## Begin PAGE TEXT
Help stamp out and eradicate superfluous redundancy.
I used to be indecisive; now I'm not sure.
My reality check just bounced.
What if there were no hypothetical questions?
Energizer bunny arrested, charged with battery.
No sense being pessimistic. It wouldn't work anyway.
Boycott shampoo!!! Demand REAL poo!




To: okey who wrote (759)10/10/1998 10:23:00 AM
From: Barney  Read Replies (1) | Respond to of 2733
 
Top Ten Things You'll Never Hear from a Consultant

10. You're right; we're billing way too much for this.

9. Bet you I can go a week without saying "synergy" or
"value-added".

8. How about paying us based on the success of the project?

7. This whole strategy is based on a Harvard business case I
read.

6. Actually, the only difference is that we charge more than
they do.

5. I don't know enough to speak intelligently about that.

4. Implementation? I only care about writing long reports.

3. I can't take the credit. It was Ed in your marketing
department.

2. The problem is, you have too much work for too few
people.

1. Everything looks okay to me. You really don't need me.



To: okey who wrote (759)10/11/1998 11:53:00 PM
From: Barney  Respond to of 2733
 
3 buddies die in a car crash, they go to heaven to an orientation.
## End PAGE TEXT
## Begin ENTRIES PROVIDED
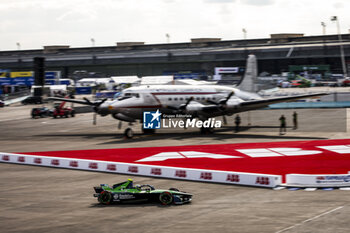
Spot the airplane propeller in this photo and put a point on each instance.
(182, 107)
(95, 105)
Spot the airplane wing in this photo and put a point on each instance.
(256, 104)
(85, 101)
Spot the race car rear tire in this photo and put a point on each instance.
(166, 198)
(105, 198)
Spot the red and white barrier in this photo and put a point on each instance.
(229, 177)
(336, 180)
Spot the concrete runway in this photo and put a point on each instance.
(39, 199)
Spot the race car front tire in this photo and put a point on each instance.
(166, 198)
(105, 198)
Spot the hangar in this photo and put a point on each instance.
(197, 58)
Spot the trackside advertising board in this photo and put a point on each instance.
(268, 163)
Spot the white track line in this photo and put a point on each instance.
(310, 219)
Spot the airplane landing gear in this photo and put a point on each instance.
(207, 130)
(148, 131)
(128, 133)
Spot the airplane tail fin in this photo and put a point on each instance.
(249, 81)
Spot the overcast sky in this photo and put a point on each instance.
(35, 23)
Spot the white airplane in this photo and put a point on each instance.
(200, 101)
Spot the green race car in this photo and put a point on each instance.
(126, 192)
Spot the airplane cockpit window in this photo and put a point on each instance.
(128, 95)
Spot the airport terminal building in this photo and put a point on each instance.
(196, 59)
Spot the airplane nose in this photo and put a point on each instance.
(104, 110)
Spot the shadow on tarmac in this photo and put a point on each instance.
(218, 135)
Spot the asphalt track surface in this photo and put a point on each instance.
(39, 199)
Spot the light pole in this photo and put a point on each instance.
(323, 24)
(244, 33)
(335, 19)
(93, 47)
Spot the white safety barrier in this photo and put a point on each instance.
(336, 180)
(240, 178)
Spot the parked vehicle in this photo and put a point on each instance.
(61, 111)
(40, 112)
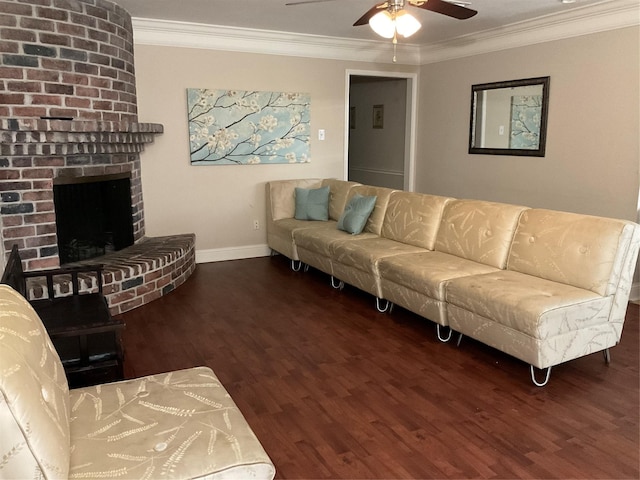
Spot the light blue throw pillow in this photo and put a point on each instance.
(356, 214)
(312, 204)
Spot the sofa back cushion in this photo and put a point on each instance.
(281, 196)
(382, 194)
(570, 248)
(478, 230)
(34, 396)
(339, 189)
(414, 218)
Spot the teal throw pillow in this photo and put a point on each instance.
(312, 204)
(356, 214)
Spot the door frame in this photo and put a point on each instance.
(411, 120)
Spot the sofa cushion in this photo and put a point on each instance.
(356, 214)
(34, 396)
(181, 424)
(281, 196)
(312, 203)
(574, 249)
(413, 218)
(428, 272)
(478, 230)
(338, 196)
(537, 307)
(382, 194)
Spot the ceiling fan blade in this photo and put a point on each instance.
(445, 8)
(363, 20)
(302, 2)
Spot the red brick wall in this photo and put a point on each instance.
(63, 58)
(66, 58)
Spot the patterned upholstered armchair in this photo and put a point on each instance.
(181, 424)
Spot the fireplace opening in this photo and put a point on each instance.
(93, 216)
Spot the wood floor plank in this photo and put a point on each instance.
(334, 389)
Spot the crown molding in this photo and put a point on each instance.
(236, 39)
(604, 16)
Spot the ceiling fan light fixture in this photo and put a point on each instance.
(382, 23)
(406, 24)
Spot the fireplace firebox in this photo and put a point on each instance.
(93, 216)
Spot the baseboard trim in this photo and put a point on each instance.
(232, 253)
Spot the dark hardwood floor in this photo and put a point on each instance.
(334, 389)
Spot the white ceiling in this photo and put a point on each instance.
(334, 18)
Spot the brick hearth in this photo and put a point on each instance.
(68, 108)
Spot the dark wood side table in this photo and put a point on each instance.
(87, 338)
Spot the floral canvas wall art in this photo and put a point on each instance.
(526, 113)
(235, 127)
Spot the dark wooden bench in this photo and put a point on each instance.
(88, 339)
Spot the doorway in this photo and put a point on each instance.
(380, 133)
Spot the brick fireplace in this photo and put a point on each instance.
(68, 110)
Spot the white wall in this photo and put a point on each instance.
(592, 163)
(220, 203)
(592, 155)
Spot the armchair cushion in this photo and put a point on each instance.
(181, 424)
(34, 395)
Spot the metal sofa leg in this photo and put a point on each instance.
(339, 285)
(387, 306)
(533, 377)
(440, 337)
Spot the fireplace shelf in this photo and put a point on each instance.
(139, 274)
(74, 137)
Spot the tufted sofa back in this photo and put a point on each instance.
(414, 218)
(478, 230)
(579, 250)
(34, 396)
(338, 198)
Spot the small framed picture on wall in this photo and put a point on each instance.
(378, 116)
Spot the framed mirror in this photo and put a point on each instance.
(509, 118)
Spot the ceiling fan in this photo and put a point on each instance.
(454, 9)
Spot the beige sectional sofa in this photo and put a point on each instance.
(544, 286)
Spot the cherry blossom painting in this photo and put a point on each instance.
(235, 127)
(526, 114)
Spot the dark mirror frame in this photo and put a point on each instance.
(540, 151)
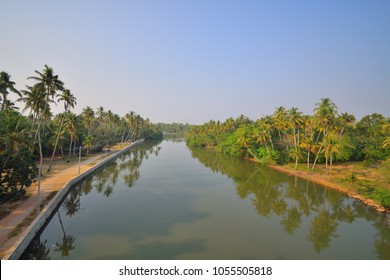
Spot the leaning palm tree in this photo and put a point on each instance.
(5, 85)
(51, 83)
(69, 102)
(296, 121)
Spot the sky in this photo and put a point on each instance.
(196, 60)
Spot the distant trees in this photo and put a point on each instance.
(24, 139)
(288, 135)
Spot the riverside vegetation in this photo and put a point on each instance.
(26, 140)
(353, 154)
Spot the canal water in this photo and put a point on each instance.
(166, 201)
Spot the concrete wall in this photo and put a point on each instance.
(29, 234)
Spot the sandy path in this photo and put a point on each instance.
(61, 173)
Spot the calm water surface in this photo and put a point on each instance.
(165, 201)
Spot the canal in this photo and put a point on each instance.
(162, 200)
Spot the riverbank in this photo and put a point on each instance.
(14, 224)
(369, 178)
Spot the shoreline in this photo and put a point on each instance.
(319, 179)
(61, 181)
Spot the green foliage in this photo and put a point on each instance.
(378, 194)
(267, 156)
(19, 171)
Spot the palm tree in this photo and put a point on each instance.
(5, 85)
(51, 84)
(325, 115)
(280, 121)
(34, 99)
(72, 128)
(88, 116)
(69, 102)
(88, 143)
(345, 120)
(295, 118)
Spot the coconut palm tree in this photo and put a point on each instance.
(88, 116)
(72, 128)
(34, 100)
(325, 114)
(51, 83)
(69, 102)
(296, 121)
(5, 85)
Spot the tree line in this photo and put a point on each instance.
(289, 136)
(27, 138)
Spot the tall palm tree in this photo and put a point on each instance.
(296, 121)
(88, 116)
(325, 114)
(72, 127)
(51, 83)
(5, 85)
(34, 100)
(69, 102)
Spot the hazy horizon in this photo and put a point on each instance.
(192, 61)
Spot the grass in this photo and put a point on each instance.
(370, 181)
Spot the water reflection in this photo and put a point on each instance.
(290, 199)
(125, 167)
(172, 207)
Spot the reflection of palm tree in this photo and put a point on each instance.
(72, 203)
(322, 228)
(67, 241)
(292, 220)
(37, 250)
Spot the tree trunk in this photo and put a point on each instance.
(55, 145)
(319, 151)
(70, 149)
(331, 161)
(252, 153)
(39, 172)
(308, 158)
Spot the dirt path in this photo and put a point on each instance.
(322, 180)
(54, 180)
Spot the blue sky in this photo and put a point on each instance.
(192, 61)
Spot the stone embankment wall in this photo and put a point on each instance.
(29, 234)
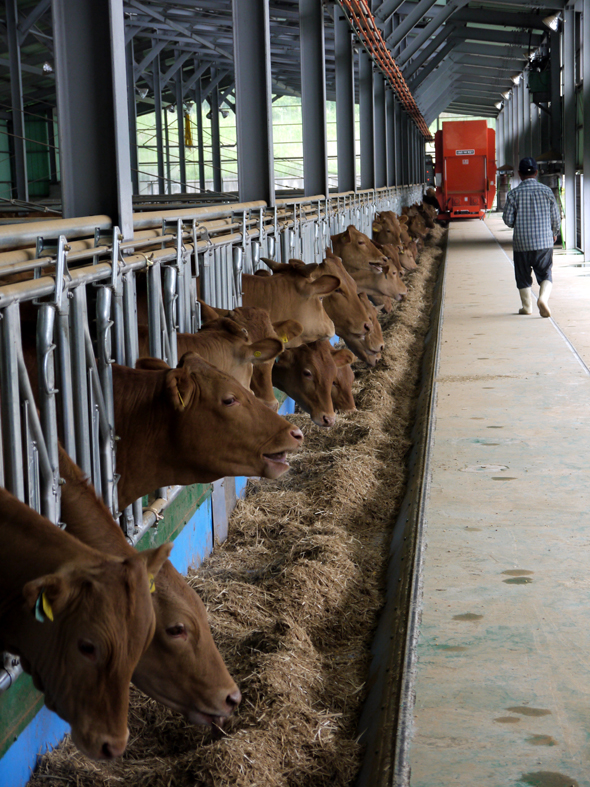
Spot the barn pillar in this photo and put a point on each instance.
(367, 120)
(569, 126)
(313, 97)
(251, 30)
(586, 124)
(91, 83)
(380, 131)
(344, 102)
(16, 92)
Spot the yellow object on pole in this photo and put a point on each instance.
(188, 133)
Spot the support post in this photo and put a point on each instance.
(180, 122)
(367, 117)
(586, 123)
(313, 97)
(251, 30)
(569, 126)
(380, 131)
(215, 138)
(16, 92)
(344, 65)
(93, 118)
(132, 113)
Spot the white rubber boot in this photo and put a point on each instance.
(527, 301)
(543, 300)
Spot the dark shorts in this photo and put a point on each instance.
(540, 261)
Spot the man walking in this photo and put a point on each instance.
(533, 212)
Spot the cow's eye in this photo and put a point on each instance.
(87, 649)
(177, 630)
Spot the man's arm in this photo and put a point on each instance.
(509, 213)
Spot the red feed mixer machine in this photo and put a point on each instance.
(465, 173)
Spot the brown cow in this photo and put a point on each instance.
(257, 323)
(294, 296)
(224, 344)
(369, 349)
(342, 397)
(192, 424)
(307, 373)
(80, 621)
(181, 668)
(367, 264)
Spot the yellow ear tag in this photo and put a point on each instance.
(46, 607)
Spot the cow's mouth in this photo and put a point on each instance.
(279, 458)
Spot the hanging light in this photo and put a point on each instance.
(552, 22)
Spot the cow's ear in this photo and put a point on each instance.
(276, 267)
(324, 285)
(209, 313)
(181, 387)
(342, 357)
(230, 326)
(151, 364)
(287, 330)
(47, 596)
(155, 558)
(263, 350)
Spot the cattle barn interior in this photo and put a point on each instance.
(406, 605)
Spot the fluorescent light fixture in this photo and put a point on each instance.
(552, 22)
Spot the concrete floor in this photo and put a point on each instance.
(503, 677)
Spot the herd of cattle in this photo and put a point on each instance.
(82, 608)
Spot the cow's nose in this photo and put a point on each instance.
(113, 748)
(234, 699)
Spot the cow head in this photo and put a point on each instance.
(98, 622)
(197, 424)
(293, 294)
(342, 397)
(342, 305)
(182, 667)
(370, 347)
(307, 373)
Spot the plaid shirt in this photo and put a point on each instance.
(533, 212)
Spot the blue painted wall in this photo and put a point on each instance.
(191, 547)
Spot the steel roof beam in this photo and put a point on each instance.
(483, 17)
(432, 64)
(428, 50)
(429, 30)
(411, 20)
(501, 36)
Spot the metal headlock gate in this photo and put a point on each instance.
(78, 280)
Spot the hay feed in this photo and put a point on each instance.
(293, 597)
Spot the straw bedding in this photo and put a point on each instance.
(293, 597)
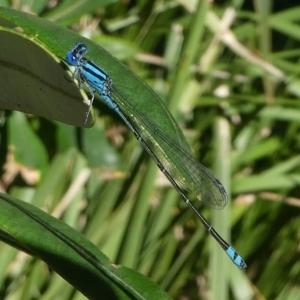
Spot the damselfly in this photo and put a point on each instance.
(187, 176)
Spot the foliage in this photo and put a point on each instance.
(228, 73)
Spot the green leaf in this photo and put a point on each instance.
(70, 254)
(33, 81)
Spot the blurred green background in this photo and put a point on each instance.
(228, 71)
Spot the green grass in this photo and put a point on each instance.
(230, 76)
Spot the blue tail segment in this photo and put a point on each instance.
(195, 178)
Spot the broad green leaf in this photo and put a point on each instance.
(60, 40)
(80, 262)
(33, 81)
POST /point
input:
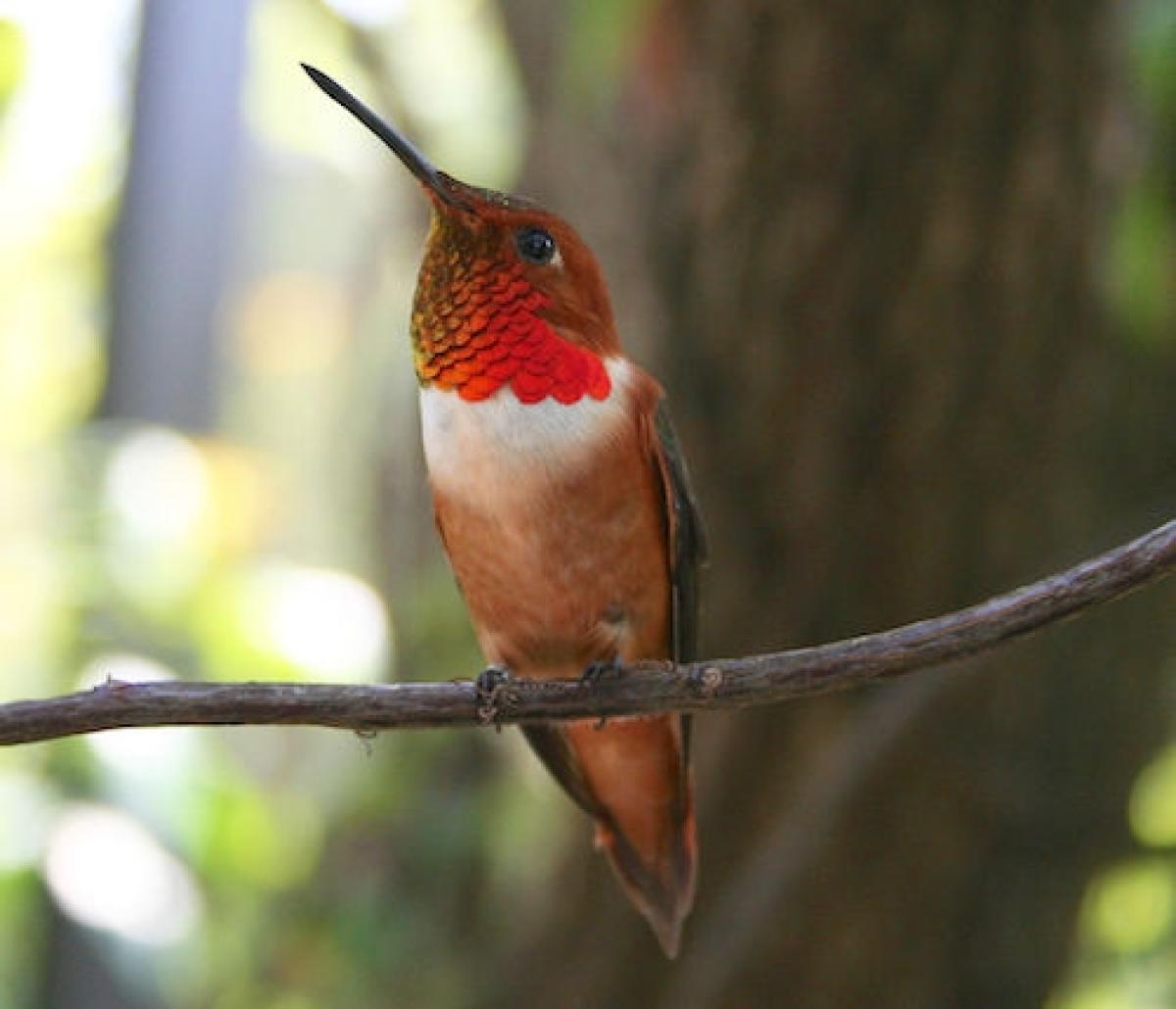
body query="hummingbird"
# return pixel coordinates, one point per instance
(563, 501)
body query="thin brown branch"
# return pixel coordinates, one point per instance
(722, 684)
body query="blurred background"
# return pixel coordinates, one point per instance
(908, 274)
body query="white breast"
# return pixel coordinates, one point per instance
(501, 447)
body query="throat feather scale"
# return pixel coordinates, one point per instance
(476, 327)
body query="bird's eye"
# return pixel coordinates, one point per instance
(535, 245)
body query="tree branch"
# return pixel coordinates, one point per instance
(660, 687)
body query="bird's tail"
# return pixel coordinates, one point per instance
(635, 773)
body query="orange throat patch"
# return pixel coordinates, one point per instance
(476, 328)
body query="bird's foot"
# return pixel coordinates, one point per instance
(603, 669)
(489, 691)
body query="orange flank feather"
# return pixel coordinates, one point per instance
(563, 503)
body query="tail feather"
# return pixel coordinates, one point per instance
(662, 889)
(632, 776)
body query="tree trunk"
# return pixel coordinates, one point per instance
(875, 234)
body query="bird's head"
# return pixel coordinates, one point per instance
(509, 295)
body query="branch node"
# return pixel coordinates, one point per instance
(707, 681)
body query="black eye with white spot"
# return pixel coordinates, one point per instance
(535, 245)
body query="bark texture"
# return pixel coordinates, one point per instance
(873, 238)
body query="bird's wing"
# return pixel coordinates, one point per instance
(685, 532)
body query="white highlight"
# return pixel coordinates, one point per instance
(504, 444)
(107, 872)
(158, 485)
(327, 622)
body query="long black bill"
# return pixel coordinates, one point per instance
(413, 160)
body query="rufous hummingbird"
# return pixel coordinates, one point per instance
(563, 503)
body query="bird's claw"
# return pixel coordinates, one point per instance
(489, 691)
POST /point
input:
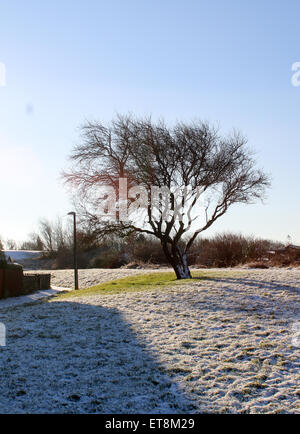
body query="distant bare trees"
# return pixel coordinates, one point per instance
(191, 161)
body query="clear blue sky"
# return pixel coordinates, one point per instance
(226, 61)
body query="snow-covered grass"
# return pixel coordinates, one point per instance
(18, 255)
(217, 345)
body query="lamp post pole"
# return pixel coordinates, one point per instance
(75, 250)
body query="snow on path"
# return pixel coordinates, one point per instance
(220, 346)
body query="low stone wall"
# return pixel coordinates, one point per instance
(13, 283)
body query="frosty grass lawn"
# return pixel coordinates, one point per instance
(150, 344)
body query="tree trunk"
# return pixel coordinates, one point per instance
(178, 259)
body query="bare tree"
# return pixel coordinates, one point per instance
(187, 175)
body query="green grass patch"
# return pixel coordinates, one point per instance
(143, 282)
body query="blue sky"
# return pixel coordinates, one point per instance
(226, 61)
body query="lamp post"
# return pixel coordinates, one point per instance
(75, 250)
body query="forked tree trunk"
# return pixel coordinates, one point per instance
(178, 259)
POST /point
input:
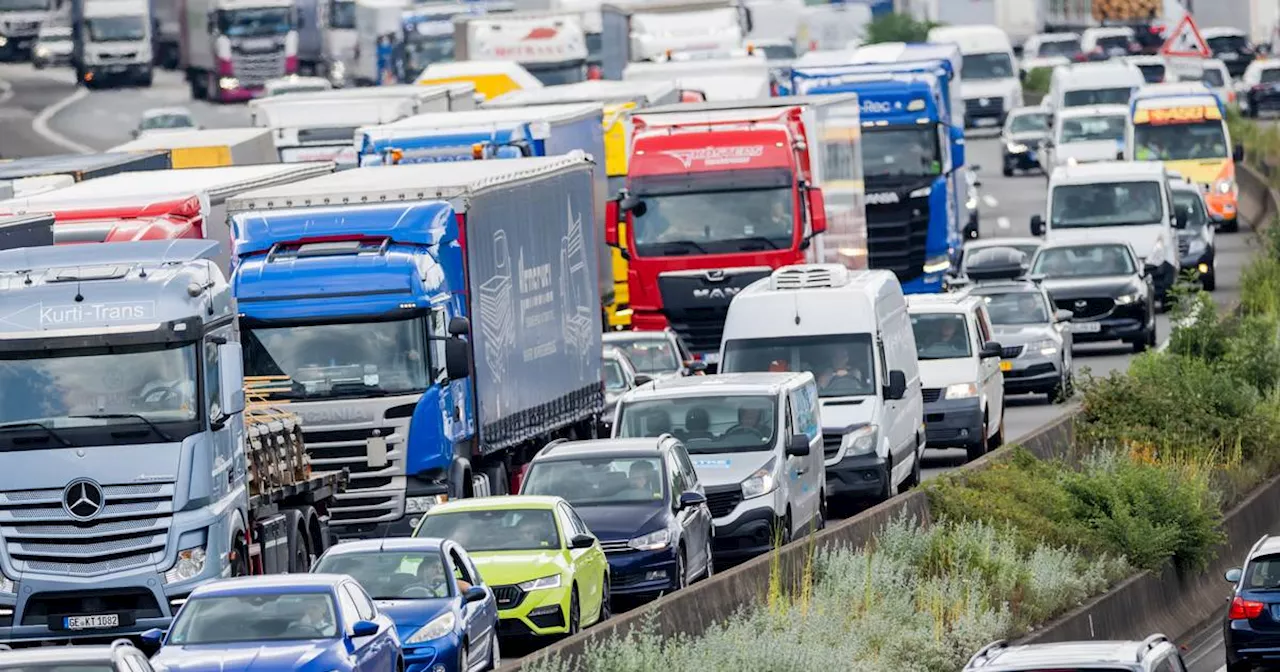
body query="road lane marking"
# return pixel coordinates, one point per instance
(40, 124)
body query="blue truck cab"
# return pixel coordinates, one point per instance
(912, 165)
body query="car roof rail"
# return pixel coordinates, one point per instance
(987, 650)
(1150, 643)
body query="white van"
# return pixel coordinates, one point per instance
(1128, 201)
(755, 442)
(960, 369)
(988, 73)
(1093, 83)
(851, 330)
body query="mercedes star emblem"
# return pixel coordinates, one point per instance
(83, 499)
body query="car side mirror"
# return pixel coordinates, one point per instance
(896, 387)
(690, 499)
(798, 446)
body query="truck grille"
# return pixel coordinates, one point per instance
(129, 531)
(373, 494)
(896, 237)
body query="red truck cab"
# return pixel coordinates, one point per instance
(718, 196)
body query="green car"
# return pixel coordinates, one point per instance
(542, 562)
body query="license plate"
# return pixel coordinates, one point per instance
(92, 622)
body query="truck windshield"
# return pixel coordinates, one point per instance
(842, 362)
(342, 14)
(900, 152)
(1120, 204)
(115, 28)
(987, 67)
(1178, 142)
(341, 360)
(705, 424)
(255, 22)
(259, 617)
(69, 389)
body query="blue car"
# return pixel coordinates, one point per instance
(280, 624)
(446, 616)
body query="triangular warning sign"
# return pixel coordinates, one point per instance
(1187, 41)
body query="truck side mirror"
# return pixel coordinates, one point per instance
(818, 210)
(231, 379)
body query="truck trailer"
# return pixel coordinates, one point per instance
(135, 471)
(720, 195)
(499, 252)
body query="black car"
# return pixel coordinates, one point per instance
(1253, 616)
(1106, 288)
(1196, 241)
(1020, 138)
(643, 501)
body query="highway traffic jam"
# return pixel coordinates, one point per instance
## End ENTRIES PROVIDED
GIVEN REQUEST
Continue the forum joke posts from where they stop, starting after "they go to heaven to an orientation."

RESULT FOR THIS EXERCISE
They are all asked, "When you are in your casket and friends and
family are mourning upon you, what would you like to hear them say
about you? The first guy says, "I would like to hear them say that
I was a great doctor of my time, and a great family man." The
second guy says, "I would like to hear that I was a wonderful
husband and school teacher which made a huge difference in our
children of tomorrow." The last guy replies, "I would like to hear
them say......LOOK, HE'S MOVING!!!!!"




To: okey who wrote (759)10/12/1998 11:14:00 AM
From: Barney  Respond to of 2733
 
Dear Doctor Science,
Sometimes my computer flashes a message box that says "Serious Disk
Error." Is there anything I should be doing to maintain my computer
disks so this won't happen?

-- Jim Rehm from San Jose, CA

Diskettes of any size or density should be cleaned and waxed once a
week. Any microscopic metal particles can be removed from the disk
surface by waving a powerful magnet over the disk. If you need to
"back up" your data, insert two disks into the drive at the same time.
The data will automatically be written onto both disks. Never insert a
disk upside down...or the data may fall out and get mixed up with the
computer's insides. And, remember you can always recover lost data
from any disk by typing the DOS command FORMAT /U. Good luck!
-------------

CAUTION: For those who are seriously computer-illiterate, all of the above
is a joke. under no circumstances should you try any of the suggested
procedures.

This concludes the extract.